LIST OF TASKS ::
**A.** In the passage about the tigress, why was she on the road behind the observers? Answer in one to three sentences.
**B.** From the passage about the tigress, reproduce the part that opens with the words containing "And then she" and closes with "back on it.".

India is home to 70% (2,967) tigers in the world. Photo: Neha Sinha

And then she was there

A tigress had appeared. Out of nowhere. We were blocking her rightful path, so she was on the road behind us. She was like an apparition, fairy-dust, not there one second, and conjured the next. And we were in her way. We were all looking at her, mesmerised. She had better things to do; she didn’t cast a single glance at us. She got off the road, like honey falling silkily off a spoon, and just as coolly got back on it.

And then, she turned, body tensing like an inhalation. Her face slipped into a snarl; a quick, instant movement, whiskers bunching together, teeth exposed. But it was a delicate, quiet expression, like a crease on silk.

Don’t. Follow. Me.

That was the first time a tigress and I locked eyes. Her eyes were amber, her whiskers pinpricks of meaning. Don’t bother me, don’t touch me, don’t come after me, she said. And just like that, she was gone. Effortlessly part of the forest again, to be seen by us only when she willed it so.

3,000. That’s roughly the number figure of tigers we have, as per an estimation just released by Prime Minister Modi. The estimation was a huge effort conducted by the Wildlife Institute of India, National Tiger Conservation Authority and a host of NGOs, covering thousands of kilometres of forest. The number of tigers we have is both achievement and responsibility. There are traditional threats of organised poaching; and also the more stochastic retaliatory killing of tigers. Farmers and villagers are known to poison or beat tigers, saying they eat cattle.

ENTRIES PROVIDED ::
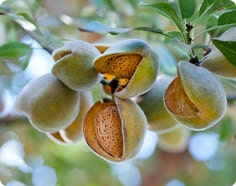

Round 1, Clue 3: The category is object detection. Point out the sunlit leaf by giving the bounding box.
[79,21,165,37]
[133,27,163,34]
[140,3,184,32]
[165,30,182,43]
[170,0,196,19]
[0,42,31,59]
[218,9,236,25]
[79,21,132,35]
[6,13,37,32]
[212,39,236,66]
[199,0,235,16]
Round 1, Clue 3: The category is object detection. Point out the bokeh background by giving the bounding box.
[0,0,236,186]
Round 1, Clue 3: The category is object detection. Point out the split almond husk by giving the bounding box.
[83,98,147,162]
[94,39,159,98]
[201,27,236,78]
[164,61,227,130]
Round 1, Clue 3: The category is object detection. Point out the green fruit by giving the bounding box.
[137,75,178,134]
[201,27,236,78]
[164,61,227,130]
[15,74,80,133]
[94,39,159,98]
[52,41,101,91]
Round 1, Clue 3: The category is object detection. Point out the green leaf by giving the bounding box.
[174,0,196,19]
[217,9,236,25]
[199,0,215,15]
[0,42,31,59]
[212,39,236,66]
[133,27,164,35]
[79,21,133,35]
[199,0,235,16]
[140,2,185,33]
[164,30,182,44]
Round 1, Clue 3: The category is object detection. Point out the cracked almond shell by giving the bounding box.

==

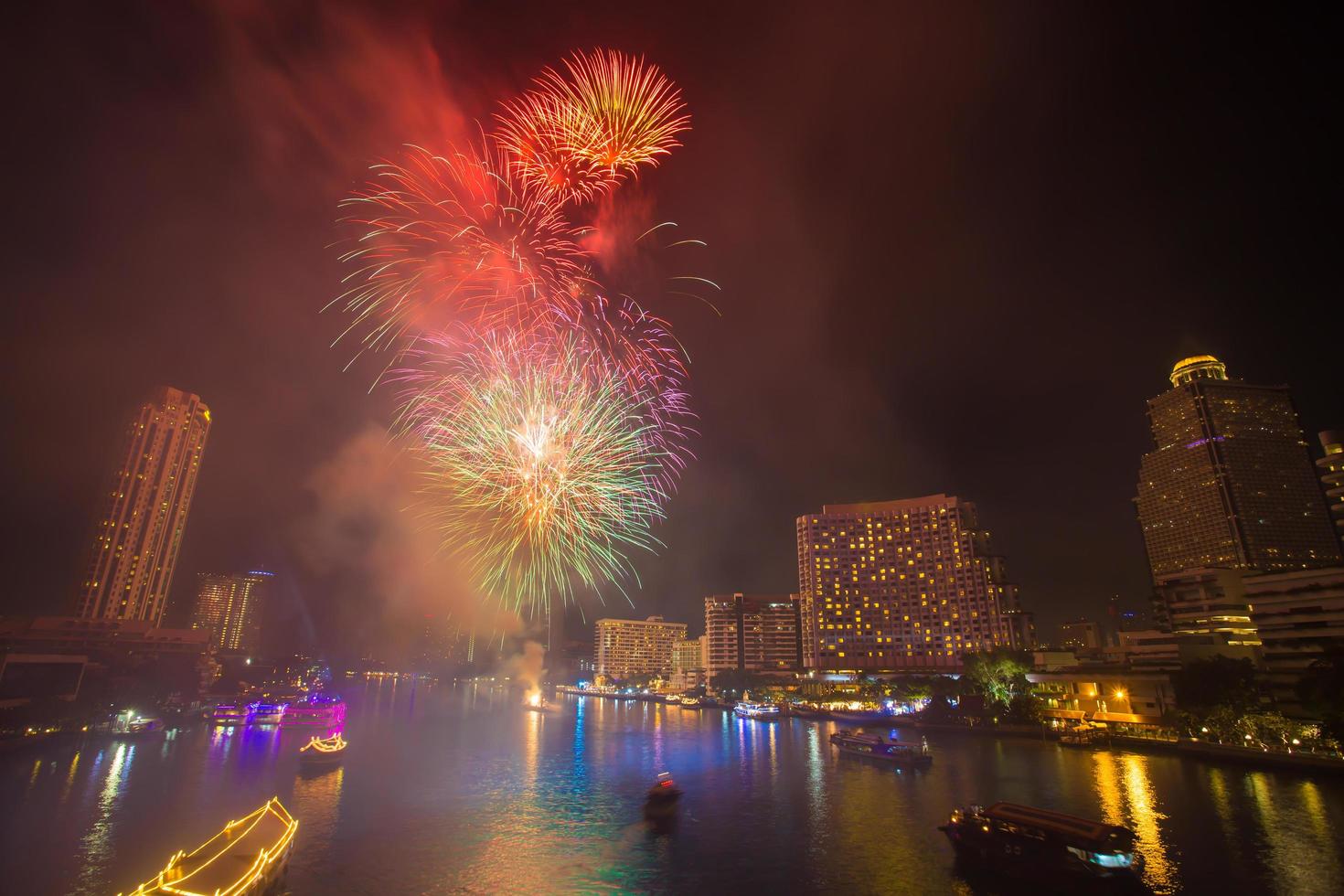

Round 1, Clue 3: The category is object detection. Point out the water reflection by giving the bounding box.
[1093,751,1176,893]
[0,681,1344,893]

==

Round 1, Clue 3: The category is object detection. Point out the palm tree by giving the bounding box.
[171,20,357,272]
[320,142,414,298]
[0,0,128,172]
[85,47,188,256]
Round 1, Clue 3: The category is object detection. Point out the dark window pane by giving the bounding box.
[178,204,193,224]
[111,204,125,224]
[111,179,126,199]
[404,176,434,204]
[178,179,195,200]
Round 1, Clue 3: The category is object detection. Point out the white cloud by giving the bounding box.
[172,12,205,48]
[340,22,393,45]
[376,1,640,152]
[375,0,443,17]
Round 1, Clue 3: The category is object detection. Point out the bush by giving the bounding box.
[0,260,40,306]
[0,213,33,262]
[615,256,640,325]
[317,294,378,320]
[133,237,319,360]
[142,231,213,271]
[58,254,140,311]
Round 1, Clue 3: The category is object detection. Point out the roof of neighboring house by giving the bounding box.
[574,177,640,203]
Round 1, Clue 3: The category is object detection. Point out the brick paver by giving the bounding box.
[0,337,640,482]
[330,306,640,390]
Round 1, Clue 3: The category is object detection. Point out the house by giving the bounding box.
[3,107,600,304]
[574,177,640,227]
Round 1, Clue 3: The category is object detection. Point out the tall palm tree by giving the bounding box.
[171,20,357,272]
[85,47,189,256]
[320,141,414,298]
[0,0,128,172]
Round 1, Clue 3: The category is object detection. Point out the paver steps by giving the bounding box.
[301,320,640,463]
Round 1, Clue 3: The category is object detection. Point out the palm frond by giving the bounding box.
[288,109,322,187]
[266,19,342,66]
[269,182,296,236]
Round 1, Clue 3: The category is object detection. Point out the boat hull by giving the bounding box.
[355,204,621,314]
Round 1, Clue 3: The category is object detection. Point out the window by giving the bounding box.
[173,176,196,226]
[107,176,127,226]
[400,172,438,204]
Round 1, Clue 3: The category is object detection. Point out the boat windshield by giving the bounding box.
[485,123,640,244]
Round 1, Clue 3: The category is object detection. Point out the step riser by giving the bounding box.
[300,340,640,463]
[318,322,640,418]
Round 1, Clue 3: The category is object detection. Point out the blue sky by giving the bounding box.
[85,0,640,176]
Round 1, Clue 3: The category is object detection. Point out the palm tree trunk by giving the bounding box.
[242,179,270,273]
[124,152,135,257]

SOLVED TASKS ::
**A.** The observers were blocking her rightful path, so she was on the road behind them.

**B.**
And then she was there

A tigress had appeared. Out of nowhere. We were blocking her rightful path, so she was on the road behind us. She was like an apparition, fairy-dust, not there one second, and conjured the next. And we were in her way. We were all looking at her, mesmerised. She had better things to do; she didn’t cast a single glance at us. She got off the road, like honey falling silkily off a spoon, and just as coolly got back on it.